(Data shown)

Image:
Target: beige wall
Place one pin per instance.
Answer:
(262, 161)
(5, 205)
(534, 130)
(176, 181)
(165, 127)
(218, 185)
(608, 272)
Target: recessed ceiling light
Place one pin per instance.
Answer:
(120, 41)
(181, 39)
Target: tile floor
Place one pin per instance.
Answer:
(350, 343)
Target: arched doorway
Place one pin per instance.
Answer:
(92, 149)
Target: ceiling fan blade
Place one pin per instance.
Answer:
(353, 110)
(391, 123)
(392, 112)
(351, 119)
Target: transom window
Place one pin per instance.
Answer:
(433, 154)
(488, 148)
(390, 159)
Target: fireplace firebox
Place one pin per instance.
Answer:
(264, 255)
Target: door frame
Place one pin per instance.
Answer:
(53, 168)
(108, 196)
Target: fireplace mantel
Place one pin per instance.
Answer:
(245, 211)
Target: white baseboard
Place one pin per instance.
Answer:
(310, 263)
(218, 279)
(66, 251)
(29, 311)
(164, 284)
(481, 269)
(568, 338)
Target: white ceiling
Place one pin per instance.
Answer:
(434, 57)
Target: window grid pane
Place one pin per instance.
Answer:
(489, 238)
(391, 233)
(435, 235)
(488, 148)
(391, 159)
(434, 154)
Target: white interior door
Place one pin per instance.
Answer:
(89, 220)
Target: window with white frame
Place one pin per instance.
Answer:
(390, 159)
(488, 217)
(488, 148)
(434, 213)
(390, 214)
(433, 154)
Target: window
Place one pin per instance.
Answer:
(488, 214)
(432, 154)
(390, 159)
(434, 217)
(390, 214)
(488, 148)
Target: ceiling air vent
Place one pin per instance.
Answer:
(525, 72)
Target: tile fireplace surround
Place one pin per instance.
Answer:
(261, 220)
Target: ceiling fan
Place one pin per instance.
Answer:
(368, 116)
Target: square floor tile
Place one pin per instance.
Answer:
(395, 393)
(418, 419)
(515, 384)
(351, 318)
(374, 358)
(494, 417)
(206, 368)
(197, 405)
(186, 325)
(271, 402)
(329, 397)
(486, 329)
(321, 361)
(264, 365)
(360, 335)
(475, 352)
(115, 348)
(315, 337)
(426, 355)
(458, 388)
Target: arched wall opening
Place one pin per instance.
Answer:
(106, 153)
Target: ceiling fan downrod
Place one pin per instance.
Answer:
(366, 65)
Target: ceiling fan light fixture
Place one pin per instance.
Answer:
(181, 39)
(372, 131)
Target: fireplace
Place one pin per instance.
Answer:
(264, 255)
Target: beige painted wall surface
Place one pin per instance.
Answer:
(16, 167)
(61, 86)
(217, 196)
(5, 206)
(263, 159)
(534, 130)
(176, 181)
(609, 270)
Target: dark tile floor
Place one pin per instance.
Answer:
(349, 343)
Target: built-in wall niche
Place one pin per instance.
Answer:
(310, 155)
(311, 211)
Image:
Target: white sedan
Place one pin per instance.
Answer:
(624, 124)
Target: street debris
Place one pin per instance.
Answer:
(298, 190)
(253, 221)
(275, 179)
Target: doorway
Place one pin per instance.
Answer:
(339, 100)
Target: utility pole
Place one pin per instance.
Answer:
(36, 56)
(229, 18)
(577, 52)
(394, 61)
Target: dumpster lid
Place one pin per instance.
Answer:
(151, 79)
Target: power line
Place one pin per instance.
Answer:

(End Data shown)

Please be sure to repeat every entry exactly.

Image:
Target: beige wall
Place one pin per instance.
Answer:
(262, 161)
(5, 205)
(534, 130)
(176, 181)
(165, 127)
(218, 185)
(608, 272)
Target: recessed ceiling light
Place one pin per instance.
Answer:
(120, 41)
(181, 39)
Target: tile floor
Place one pin per instance.
Answer:
(350, 343)
Target: arched doorway
Place one pin per instance.
Answer:
(92, 149)
Target: ceiling fan blade
Place one pin per instance.
Answer:
(353, 110)
(391, 123)
(392, 112)
(351, 119)
Target: transom window
Place one pin per instance.
Answer:
(433, 154)
(488, 148)
(390, 159)
Target: fireplace firebox
Place one pin per instance.
Answer:
(264, 255)
Target: door frame
Place one pin per instance.
Answer:
(53, 168)
(108, 196)
Target: fireplace mantel
Place one pin per instance.
Answer:
(245, 211)
Target: white baseboard
Place one pin per instance.
Answer:
(310, 263)
(218, 279)
(66, 251)
(29, 311)
(164, 284)
(481, 269)
(568, 338)
Target: white ceiling
Place one pin per instance.
Answer:
(434, 57)
Target: window grid pane
Place one pin per instance.
Answer:
(489, 238)
(391, 233)
(435, 235)
(488, 148)
(391, 159)
(434, 154)
Target: white interior door
Place one pin per instance.
Answer:
(89, 220)
Target: window with white frame
Place one pin per instance.
Answer:
(390, 159)
(488, 217)
(488, 148)
(434, 213)
(390, 214)
(433, 154)
Target: window
Place one pin per instance.
Answer:
(488, 214)
(432, 154)
(390, 159)
(434, 217)
(390, 214)
(488, 148)
Target: ceiling air vent
Place one pin per instance.
Answer:
(525, 72)
Target: tile fireplace surround
Place one pin per instance.
Answer:
(261, 220)
Target: ceiling fan
Place one pin per instance.
Answer:
(368, 116)
Target: square floor tile
Place one pin per instance.
Answer:
(395, 393)
(418, 419)
(515, 384)
(351, 318)
(374, 358)
(494, 417)
(206, 368)
(197, 405)
(186, 325)
(271, 402)
(329, 397)
(486, 329)
(321, 361)
(264, 365)
(360, 335)
(475, 352)
(115, 348)
(315, 337)
(426, 355)
(458, 388)
Target: arched wall opening
Place one pin per instance.
Answer:
(106, 153)
Target: ceiling fan downrod
Place one pin per instance.
Answer:
(366, 65)
Target: ceiling fan light fixture
Place one pin per instance.
Answer:
(181, 39)
(372, 131)
Target: fireplace
Place one pin per instance.
Answer:
(264, 255)
Target: beige painted wall surface
Place one pin per instance.
Answer:
(16, 167)
(61, 86)
(217, 196)
(5, 206)
(263, 159)
(534, 130)
(176, 181)
(609, 270)
Target: dark tile floor
Place one pin per instance.
Answer:
(349, 343)
Target: built-in wall niche
Place one pin per instance.
Answer:
(310, 155)
(311, 211)
Image:
Target: white sedan
Place one pin per instance.
Answer:
(624, 124)
Target: street debris
Place one pin per instance.
Answer:
(298, 190)
(253, 221)
(275, 179)
Target: doorway
Place one pin per instance.
Answer:
(339, 100)
Target: utility pole
Place one pin per instance.
Answer:
(36, 56)
(229, 18)
(577, 52)
(394, 61)
Target: dumpster lid
Place one pin per instance.
Answer:
(151, 79)
Target: power line
Place one pin per instance.
Answer:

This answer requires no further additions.